## DOCUMENT PASSAGE:
Long-time smokers in Arizona who are on Medicare now have the option of getting tested for lung cancer once a year, according to an announcement Medicare made in February 2015. To qualify for a yearly spiral CT scan, Medicare recipients must be between 55 and 77 years old and have smoked about one pack of cigarettes every day for at least 30 years.
Although some medical professionals argue that lung cancer screenings will save lives, others are warning about the dangers of false positives and the harm that could be caused by unnecessary tests. One primary care physician said that spiral CT scans often identify slow-growing cancers and other abnormal growths that never actually become dangerous. When patients are given follow-up tests like biopsies, they could experience complications from those tests including collapsed lungs.
A 2011 study showed that the use of spiral CT scans could lead to a 20 percent reduction in lung cancer deaths. However, other statistics show that for every 1,000 patients tested for lung cancer, 233 will have persistent false positives. The risk of excessive testing and unnecessary cancer treatments could make some patients choose not to undergo a spiral CT scan. Others may feel that getting tested for lung cancer is worth the risk.

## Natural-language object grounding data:
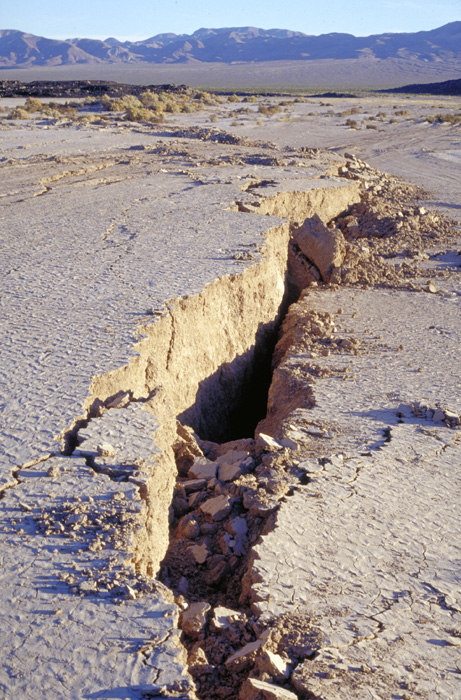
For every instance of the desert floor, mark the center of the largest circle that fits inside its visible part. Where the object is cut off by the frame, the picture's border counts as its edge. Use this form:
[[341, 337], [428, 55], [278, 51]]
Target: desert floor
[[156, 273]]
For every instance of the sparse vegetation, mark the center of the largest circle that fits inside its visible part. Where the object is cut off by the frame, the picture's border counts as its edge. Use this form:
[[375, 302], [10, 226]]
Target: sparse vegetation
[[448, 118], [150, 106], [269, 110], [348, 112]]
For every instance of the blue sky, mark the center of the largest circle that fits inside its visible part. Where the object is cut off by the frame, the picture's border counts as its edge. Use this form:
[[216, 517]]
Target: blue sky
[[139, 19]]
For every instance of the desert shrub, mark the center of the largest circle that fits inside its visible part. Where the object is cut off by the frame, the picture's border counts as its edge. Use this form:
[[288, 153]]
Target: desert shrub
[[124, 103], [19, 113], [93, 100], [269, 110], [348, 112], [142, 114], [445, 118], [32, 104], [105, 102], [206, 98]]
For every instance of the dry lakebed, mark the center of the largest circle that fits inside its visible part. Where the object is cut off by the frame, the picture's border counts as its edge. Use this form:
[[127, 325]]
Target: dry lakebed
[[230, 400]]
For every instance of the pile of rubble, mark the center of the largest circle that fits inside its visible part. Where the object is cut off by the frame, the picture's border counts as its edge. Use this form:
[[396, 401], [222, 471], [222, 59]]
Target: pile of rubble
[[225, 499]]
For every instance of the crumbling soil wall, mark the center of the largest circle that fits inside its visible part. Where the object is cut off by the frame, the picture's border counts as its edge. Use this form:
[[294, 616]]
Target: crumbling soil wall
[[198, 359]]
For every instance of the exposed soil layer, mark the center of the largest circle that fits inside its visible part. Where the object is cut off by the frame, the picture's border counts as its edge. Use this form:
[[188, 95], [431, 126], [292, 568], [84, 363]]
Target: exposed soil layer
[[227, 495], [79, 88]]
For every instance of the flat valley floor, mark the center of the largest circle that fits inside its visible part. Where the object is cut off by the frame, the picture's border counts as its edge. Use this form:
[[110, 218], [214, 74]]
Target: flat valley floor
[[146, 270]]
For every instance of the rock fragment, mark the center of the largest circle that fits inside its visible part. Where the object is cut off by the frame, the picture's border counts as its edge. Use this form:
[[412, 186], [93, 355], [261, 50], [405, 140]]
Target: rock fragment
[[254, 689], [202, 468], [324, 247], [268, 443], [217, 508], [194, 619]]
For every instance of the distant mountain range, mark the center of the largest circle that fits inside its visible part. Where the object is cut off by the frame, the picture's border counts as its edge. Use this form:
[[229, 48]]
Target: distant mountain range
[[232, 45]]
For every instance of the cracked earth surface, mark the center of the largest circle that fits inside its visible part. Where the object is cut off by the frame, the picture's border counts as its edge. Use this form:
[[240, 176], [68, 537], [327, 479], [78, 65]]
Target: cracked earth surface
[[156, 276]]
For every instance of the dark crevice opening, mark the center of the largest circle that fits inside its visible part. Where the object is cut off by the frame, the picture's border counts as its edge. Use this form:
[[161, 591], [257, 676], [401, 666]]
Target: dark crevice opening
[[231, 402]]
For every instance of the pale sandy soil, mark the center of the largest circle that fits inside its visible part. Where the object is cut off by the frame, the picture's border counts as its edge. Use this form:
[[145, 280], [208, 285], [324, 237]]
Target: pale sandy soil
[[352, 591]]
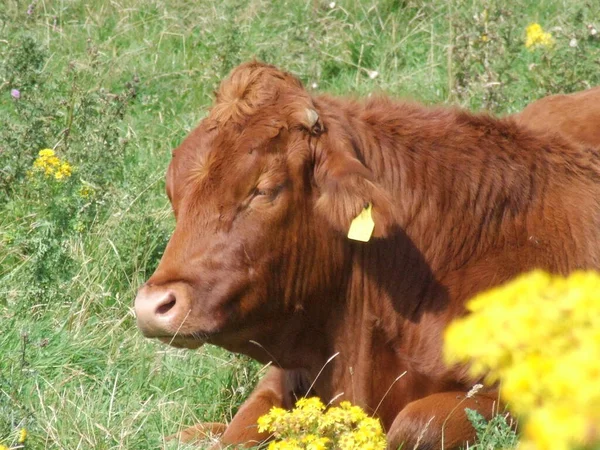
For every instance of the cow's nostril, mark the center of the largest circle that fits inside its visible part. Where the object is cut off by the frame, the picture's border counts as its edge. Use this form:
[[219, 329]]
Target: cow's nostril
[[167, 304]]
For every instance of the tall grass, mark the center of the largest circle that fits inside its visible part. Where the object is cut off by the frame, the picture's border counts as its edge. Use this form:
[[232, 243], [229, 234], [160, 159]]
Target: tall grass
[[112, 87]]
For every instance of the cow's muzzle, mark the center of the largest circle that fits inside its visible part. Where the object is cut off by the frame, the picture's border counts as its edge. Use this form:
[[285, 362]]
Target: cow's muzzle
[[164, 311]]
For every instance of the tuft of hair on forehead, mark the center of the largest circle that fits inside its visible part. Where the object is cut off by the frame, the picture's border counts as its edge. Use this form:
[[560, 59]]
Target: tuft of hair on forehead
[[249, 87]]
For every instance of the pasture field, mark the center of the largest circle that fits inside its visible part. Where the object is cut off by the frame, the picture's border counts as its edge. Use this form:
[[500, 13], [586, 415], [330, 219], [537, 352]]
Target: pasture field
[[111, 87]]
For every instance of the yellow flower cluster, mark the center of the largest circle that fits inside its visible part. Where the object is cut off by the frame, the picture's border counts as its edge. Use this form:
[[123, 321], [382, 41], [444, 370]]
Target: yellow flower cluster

## WHAT IS REQUIRED:
Reproduce the passage on Medicare lung cancer screening, starting with "Long-time smokers in" and going on through "including collapsed lungs.". These entries are drawn from a separate source.

## SOLUTION FOR THIS PROBLEM:
Long-time smokers in Arizona who are on Medicare now have the option of getting tested for lung cancer once a year, according to an announcement Medicare made in February 2015. To qualify for a yearly spiral CT scan, Medicare recipients must be between 55 and 77 years old and have smoked about one pack of cigarettes every day for at least 30 years.
Although some medical professionals argue that lung cancer screenings will save lives, others are warning about the dangers of false positives and the harm that could be caused by unnecessary tests. One primary care physician said that spiral CT scans often identify slow-growing cancers and other abnormal growths that never actually become dangerous. When patients are given follow-up tests like biopsies, they could experience complications from those tests including collapsed lungs.